◆ EXTRAIT DU DOCUMENT ◆
========================
L'auteur accorde une place primordiale aux critères d'indication à la psychothérapie provoquant l'anxiété, à savoir essentiellement les patients souffrant de névrose génitale, où la problématique œdipienne est au premier plan. SIFNEOS a étudié de manière approfondie le problème de la motivation aux changements chez ces patients. Cette psychothérapie dynamique orientée vers un but se fonde sur l'idée que le patient est capable de travailler en collaboration avec le thérapeute, en vue de la résolution d'un problème précis, le focus.
Les critères de sélection sont les suivants :
- confrontation, éclaircissements et questions provoquant de l'anxiété pour inciter le patient à l'introspection ;
- élaborer le transfert positif pour favoriser une expérience émotionnelle correctrice ;
- lutter activement contre les solutions caractérielles telles que dépendance, passivité, « agir » utilisés par le patient pour éviter l'angoisse ;
- terminer précocement la thérapie, après l'obtention de signes clairs de résolution du problème. SIFNEOS indique que le traitement sera de brève durée : 12 à 18 séances environ, mais il ne fixe pas de date limite. [15]
Les caractéristiques communes des formes de psychothérapie brève préconisées par MALAN [16] et SIFNEOS peuvent être ainsi résumées :
- référence claire à la psychanalyse ;
- accent essentiellement mis sur des conflits intrapsychiques, inconscients et reliés au passé des individus traités;
- attention particulière portée aux conflits actuels et au degré de motivation des patients;
- modification du dispositif technique de la cure : réduction du nombre des séances, face à face, temps plus ou moins limité d'emblée;
- comportement plus actif du thérapeute : planification et attention sélectives, soutien plus actif du Moi du patient.
A propos des aspects contre-transférentiels, on peut ajouter que, dans ce cadre psychothérapique, le psychanalyste a déjà une idée préconçue de ce qu'il attend de ce dernier et de ce qu'il va lui offrir. Si l'on examine les différentes techniques sous cet angle, on remarque que :
- FERENCZI avait oscillé entre une position paternelle active et une position maternelle accueillante;
- ALEXANDER proposait d'offrir au patient la relation corrective dont il avait besoin;
- MALAN se proposait comme un guide éclairé;
- SIFNEOS s'appuyait sur un transfert paternel très positif.
Cette attitude est donc en nette contradiction avec le modèle théorique de la psychanalyse qui veut que l'analyste s'efface devant son patient pour offrir la plus large place à la subjectivité de ce dernier.
Edmond GILLLIÉRON et les psychothérapies psychanalytiques brèves
Les psychothérapies psychanalytiques brèves, telles que conçues par le psychiatre suisse Edmond GILLIÉRON à partir des années 1970 [17], se fondent sur deux notions :
- l'étude de l'influence du cadre thérapeutique sur le fonctionnement psychique;
- l'étude de la dynamique interactive conditionnée par l'organisation psychique du patient.
========================
◆ LIGNES AFFICHÉES ◆
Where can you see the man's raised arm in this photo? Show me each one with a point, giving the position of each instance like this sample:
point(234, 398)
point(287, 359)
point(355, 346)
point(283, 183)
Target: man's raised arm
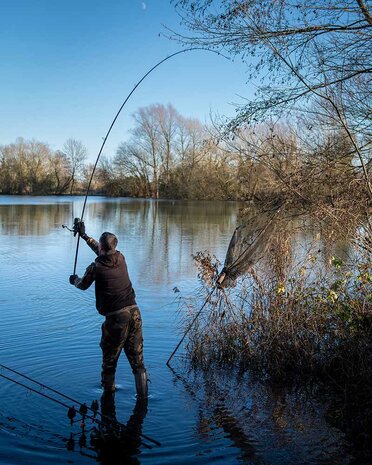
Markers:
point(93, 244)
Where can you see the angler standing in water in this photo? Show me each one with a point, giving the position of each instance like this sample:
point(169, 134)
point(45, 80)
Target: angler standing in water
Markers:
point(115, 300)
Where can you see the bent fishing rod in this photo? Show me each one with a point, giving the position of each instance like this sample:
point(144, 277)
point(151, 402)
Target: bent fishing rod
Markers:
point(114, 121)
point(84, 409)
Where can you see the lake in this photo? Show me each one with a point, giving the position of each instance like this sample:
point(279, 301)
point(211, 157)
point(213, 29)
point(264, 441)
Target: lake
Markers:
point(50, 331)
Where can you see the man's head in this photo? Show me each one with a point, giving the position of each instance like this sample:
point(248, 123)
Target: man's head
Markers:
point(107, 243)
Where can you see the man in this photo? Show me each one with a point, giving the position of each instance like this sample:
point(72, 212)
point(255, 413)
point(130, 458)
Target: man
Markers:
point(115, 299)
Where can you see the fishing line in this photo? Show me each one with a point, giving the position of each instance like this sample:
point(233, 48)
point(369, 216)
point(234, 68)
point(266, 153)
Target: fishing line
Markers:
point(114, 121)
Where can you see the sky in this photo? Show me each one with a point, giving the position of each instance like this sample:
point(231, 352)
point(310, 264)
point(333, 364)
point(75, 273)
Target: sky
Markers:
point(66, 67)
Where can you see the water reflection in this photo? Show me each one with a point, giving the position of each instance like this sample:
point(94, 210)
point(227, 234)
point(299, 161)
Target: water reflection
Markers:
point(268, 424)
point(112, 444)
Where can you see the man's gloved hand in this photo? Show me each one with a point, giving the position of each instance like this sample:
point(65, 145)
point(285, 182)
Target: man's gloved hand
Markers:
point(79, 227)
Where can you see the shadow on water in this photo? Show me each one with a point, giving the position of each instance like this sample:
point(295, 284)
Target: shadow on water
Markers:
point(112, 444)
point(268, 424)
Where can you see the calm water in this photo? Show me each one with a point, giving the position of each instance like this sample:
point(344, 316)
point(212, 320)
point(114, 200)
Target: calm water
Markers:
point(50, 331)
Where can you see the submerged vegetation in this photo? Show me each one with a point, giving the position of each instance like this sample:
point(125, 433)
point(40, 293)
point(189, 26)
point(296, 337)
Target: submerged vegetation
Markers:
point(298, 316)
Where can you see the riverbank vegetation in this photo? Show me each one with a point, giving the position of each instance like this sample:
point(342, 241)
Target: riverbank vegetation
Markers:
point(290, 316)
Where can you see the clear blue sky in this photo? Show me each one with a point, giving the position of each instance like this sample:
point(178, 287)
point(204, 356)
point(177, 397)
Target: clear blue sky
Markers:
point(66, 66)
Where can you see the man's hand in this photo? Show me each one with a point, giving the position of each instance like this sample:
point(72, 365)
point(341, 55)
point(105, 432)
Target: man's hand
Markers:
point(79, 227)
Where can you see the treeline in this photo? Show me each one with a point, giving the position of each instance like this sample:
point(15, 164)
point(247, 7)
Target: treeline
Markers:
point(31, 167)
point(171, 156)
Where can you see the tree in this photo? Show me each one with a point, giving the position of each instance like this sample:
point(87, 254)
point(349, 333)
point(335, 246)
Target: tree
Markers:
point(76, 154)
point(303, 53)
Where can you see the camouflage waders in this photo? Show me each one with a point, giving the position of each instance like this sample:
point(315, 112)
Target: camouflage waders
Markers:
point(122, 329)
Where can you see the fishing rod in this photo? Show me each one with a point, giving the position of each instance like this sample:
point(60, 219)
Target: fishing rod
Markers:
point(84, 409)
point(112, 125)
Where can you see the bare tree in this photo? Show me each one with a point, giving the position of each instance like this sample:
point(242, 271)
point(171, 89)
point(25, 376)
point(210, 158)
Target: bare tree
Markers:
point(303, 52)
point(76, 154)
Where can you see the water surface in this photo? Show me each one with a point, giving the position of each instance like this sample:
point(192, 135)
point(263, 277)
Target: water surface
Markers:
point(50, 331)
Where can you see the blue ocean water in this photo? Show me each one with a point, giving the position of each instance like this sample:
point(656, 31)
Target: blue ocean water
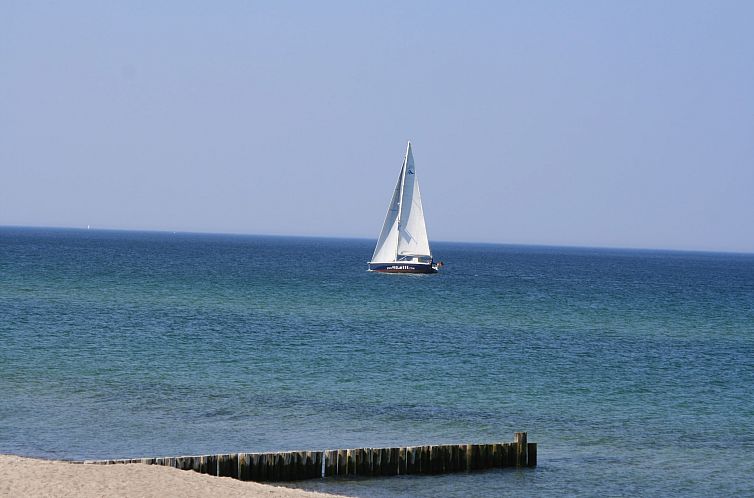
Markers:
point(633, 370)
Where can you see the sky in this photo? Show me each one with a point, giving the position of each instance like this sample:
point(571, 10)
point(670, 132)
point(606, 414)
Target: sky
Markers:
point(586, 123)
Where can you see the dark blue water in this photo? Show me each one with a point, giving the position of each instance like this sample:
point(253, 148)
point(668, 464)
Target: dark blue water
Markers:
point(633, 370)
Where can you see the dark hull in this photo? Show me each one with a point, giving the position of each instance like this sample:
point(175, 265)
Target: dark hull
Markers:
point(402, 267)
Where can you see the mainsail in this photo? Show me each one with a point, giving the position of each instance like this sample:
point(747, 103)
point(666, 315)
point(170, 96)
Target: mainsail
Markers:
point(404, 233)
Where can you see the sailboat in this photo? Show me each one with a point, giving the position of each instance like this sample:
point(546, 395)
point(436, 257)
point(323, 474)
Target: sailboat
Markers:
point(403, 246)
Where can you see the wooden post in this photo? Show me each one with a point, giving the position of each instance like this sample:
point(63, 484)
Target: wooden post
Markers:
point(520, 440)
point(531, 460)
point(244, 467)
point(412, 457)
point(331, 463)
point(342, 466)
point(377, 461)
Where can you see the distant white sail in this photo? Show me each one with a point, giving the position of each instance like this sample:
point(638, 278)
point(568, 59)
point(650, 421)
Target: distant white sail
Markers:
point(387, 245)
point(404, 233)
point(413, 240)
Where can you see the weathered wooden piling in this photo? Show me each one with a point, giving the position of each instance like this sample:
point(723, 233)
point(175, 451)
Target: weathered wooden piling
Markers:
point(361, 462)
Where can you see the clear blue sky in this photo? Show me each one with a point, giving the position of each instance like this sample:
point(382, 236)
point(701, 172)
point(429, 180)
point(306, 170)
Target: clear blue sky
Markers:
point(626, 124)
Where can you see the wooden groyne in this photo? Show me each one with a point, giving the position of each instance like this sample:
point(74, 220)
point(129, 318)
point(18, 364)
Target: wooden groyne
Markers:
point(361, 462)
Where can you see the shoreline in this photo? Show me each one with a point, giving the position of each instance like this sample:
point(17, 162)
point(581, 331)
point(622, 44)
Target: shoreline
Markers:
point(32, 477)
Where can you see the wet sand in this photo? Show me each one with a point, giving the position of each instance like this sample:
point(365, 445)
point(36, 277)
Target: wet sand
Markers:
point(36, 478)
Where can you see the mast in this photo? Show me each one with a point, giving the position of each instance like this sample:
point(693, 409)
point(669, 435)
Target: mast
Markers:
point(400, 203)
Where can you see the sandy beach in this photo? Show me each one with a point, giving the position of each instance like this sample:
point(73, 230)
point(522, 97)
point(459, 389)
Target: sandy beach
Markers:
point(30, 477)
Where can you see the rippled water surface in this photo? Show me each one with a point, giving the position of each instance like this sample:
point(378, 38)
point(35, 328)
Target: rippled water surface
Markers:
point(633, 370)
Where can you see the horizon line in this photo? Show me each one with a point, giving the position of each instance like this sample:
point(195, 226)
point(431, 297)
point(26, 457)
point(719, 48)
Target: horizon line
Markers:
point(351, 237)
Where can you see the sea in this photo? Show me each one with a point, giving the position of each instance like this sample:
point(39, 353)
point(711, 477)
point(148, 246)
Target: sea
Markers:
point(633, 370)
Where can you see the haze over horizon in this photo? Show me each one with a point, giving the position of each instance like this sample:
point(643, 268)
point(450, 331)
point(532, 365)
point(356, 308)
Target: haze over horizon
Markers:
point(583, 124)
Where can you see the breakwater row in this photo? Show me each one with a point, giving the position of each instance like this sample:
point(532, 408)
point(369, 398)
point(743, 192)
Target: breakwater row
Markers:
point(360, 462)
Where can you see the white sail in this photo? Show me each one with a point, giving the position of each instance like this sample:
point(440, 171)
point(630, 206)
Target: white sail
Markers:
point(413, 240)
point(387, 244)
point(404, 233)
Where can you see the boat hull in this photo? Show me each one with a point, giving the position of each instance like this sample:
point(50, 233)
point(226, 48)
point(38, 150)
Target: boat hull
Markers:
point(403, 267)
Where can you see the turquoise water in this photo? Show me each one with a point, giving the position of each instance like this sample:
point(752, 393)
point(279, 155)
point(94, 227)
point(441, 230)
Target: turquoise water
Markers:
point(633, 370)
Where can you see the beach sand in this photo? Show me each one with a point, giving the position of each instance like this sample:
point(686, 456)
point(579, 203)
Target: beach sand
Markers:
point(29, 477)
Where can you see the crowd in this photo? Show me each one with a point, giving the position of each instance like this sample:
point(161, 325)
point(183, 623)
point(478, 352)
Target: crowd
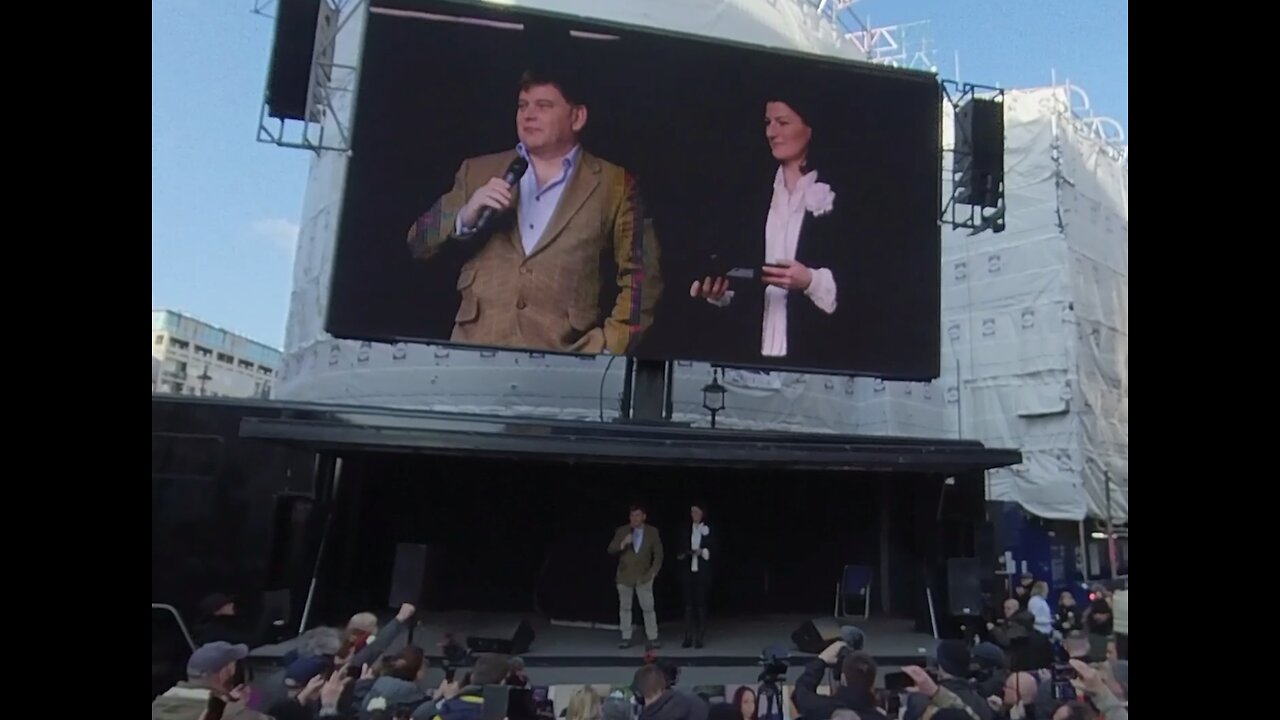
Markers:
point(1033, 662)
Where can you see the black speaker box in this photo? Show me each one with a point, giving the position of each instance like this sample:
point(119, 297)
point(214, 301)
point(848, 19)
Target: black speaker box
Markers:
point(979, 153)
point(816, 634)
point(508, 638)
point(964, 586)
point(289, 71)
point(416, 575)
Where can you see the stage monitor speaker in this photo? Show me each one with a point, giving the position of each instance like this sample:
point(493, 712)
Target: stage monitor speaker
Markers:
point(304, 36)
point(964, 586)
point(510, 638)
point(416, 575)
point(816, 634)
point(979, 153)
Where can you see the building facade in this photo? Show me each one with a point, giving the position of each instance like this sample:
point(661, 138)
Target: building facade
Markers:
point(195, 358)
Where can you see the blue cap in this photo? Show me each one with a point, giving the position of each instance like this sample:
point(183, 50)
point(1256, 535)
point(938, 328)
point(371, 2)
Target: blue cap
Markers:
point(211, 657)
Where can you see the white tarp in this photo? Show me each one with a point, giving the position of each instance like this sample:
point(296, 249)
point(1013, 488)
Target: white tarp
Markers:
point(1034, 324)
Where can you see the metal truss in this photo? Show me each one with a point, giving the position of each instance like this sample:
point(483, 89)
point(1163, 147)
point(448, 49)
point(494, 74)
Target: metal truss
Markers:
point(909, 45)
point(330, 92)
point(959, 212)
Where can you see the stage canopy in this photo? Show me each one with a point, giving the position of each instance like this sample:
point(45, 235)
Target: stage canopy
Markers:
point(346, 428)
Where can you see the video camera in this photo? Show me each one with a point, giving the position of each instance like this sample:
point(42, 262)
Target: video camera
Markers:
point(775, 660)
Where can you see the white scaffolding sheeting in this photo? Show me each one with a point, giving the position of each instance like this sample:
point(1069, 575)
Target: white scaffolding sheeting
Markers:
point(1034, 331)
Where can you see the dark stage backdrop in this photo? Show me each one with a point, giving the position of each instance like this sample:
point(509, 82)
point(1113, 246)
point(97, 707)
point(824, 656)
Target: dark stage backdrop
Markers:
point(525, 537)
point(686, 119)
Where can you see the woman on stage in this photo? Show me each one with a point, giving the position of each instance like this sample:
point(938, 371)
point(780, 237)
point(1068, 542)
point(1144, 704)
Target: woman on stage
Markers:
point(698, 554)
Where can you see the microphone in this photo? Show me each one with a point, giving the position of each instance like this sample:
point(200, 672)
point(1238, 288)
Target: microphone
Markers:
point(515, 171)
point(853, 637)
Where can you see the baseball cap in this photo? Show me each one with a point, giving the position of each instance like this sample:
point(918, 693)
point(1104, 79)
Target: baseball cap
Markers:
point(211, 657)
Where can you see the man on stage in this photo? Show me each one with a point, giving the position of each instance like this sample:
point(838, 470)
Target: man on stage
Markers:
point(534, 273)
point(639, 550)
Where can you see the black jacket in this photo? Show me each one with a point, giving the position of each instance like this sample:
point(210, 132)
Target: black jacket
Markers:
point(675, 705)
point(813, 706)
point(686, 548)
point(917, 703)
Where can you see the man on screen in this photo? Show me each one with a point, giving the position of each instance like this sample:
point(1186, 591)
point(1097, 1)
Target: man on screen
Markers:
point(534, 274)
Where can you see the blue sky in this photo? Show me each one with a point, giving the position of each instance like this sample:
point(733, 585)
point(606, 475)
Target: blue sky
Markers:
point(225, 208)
========================
◆ CONSIGNES DE L'EXERCICE ◆
a - Dans l'extrait sur les psychothérapies brèves, que trouve-t-on sur les points suivants ?
(i) Combien de séances environ SIFNEOS prévoit-il pour le traitement ?
(ii) Quel rôle MALAN se proposait-il de jouer ?
(iii) À partir de quelles années Edmond GILLIÉRON a-t-il conçu les psychothérapies psychanalytiques brèves ?
b - Recopiez le passage de l'extrait sur les psychothérapies brèves qui commence à « A propos des » et se termine à « de ce dernier. ».
Répondez en vous appuyant uniquement sur l'extrait.

◆ RÉPONSES ◆
a -
(i) Environ 12 à 18 séances.
(ii) Celui d'un guide éclairé.
(iii) À partir des années 1970.

b -
A propos des aspects contre-transférentiels, on peut ajouter que, dans ce cadre psychothérapique, le psychanalyste a déjà une idée préconçue de ce qu'il attend de ce dernier et de ce qu'il va lui offrir. Si l'on examine les différentes techniques sous cet angle, on remarque que :
- FERENCZI avait oscillé entre une position paternelle active et une position maternelle accueillante;
- ALEXANDER proposait d'offrir au patient la relation corrective dont il avait besoin;
- MALAN se proposait comme un guide éclairé;
- SIFNEOS s'appuyait sur un transfert paternel très positif.
Cette attitude est donc en nette contradiction avec le modèle théorique de la psychanalyse qui veut que l'analyste s'efface devant son patient pour offrir la plus large place à la subjectivité de ce dernier.